[Stored data]
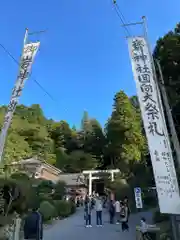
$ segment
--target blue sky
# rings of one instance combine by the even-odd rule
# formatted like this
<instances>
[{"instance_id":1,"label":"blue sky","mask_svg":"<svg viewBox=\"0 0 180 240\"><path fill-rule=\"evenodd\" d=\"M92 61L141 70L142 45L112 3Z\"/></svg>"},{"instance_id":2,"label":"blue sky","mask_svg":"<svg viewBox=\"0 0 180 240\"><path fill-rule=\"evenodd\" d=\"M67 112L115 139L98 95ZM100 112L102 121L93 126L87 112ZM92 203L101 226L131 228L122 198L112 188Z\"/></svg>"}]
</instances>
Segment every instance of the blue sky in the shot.
<instances>
[{"instance_id":1,"label":"blue sky","mask_svg":"<svg viewBox=\"0 0 180 240\"><path fill-rule=\"evenodd\" d=\"M117 3L127 22L147 16L152 46L180 21L179 0ZM41 48L33 76L56 102L32 79L27 81L20 98L25 105L40 104L48 118L79 126L82 113L87 110L90 117L104 124L117 91L135 94L124 30L111 0L7 0L1 3L0 22L0 43L17 59L26 27L31 31L48 29L36 38L41 41ZM140 27L130 31L141 33ZM0 104L8 104L17 71L17 65L0 48Z\"/></svg>"}]
</instances>

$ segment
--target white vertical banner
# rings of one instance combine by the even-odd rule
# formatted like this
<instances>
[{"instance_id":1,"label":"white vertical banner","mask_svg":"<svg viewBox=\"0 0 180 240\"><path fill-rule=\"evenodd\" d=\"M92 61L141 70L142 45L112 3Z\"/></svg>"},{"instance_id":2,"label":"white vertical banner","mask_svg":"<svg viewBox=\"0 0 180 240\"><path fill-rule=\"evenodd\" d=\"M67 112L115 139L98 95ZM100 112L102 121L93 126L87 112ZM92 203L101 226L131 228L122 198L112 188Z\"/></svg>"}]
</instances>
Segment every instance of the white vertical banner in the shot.
<instances>
[{"instance_id":1,"label":"white vertical banner","mask_svg":"<svg viewBox=\"0 0 180 240\"><path fill-rule=\"evenodd\" d=\"M29 77L31 72L32 63L34 61L35 55L39 49L40 42L28 43L24 45L23 53L20 60L19 74L15 83L15 86L12 91L11 100L7 107L7 112L4 118L4 124L1 129L0 134L0 162L2 160L2 155L4 151L4 145L6 142L6 136L8 129L11 124L11 120L18 104L19 97L22 93L24 84Z\"/></svg>"},{"instance_id":2,"label":"white vertical banner","mask_svg":"<svg viewBox=\"0 0 180 240\"><path fill-rule=\"evenodd\" d=\"M151 55L144 37L128 38L132 70L136 82L161 213L180 214L179 187L167 126L154 81Z\"/></svg>"},{"instance_id":3,"label":"white vertical banner","mask_svg":"<svg viewBox=\"0 0 180 240\"><path fill-rule=\"evenodd\" d=\"M143 208L143 202L142 202L142 192L140 187L134 188L134 196L135 196L135 202L136 202L136 208Z\"/></svg>"}]
</instances>

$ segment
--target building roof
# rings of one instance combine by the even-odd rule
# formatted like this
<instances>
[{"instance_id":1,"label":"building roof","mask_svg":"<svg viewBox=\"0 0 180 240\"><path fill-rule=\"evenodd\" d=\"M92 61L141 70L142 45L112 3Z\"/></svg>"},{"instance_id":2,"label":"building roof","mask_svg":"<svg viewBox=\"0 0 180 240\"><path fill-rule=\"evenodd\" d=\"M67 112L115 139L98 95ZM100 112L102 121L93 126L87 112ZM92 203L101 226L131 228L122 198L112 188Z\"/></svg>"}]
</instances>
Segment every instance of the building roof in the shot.
<instances>
[{"instance_id":1,"label":"building roof","mask_svg":"<svg viewBox=\"0 0 180 240\"><path fill-rule=\"evenodd\" d=\"M64 181L69 186L75 186L75 185L85 185L85 180L83 177L78 173L73 174L60 174L59 180Z\"/></svg>"}]
</instances>

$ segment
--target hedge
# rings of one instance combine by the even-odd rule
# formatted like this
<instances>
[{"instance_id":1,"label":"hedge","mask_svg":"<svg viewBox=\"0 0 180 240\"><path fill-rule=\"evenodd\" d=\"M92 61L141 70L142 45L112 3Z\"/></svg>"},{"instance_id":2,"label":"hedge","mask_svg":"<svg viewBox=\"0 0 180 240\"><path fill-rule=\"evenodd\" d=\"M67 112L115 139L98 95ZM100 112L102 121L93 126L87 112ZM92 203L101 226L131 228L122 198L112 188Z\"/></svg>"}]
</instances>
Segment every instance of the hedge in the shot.
<instances>
[{"instance_id":1,"label":"hedge","mask_svg":"<svg viewBox=\"0 0 180 240\"><path fill-rule=\"evenodd\" d=\"M40 213L42 214L43 221L51 220L56 215L55 207L48 201L43 201L40 204Z\"/></svg>"}]
</instances>

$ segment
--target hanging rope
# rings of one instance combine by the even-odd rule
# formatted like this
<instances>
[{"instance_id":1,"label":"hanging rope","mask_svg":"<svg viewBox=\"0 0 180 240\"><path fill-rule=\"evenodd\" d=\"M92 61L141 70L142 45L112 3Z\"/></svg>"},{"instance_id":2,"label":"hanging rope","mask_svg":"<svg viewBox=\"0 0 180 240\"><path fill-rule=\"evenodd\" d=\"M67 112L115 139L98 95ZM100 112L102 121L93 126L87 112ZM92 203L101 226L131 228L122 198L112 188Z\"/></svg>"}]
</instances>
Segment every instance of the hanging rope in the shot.
<instances>
[{"instance_id":1,"label":"hanging rope","mask_svg":"<svg viewBox=\"0 0 180 240\"><path fill-rule=\"evenodd\" d=\"M124 26L126 24L126 19L125 19L125 16L124 14L122 13L120 7L118 6L117 4L117 1L116 0L113 0L113 7L114 7L114 10L118 16L118 18L120 19L121 23L122 23L122 27L123 29L125 30L125 34L130 37L131 36L131 33L129 31L129 29L127 28L127 26Z\"/></svg>"}]
</instances>

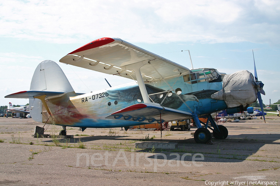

Task statement: Collect each line of the listing above that contains the string "target" and copy it out in full.

Result:
--target blue sky
--target white vertical banner
--target building roof
--target hedge
--target hanging rope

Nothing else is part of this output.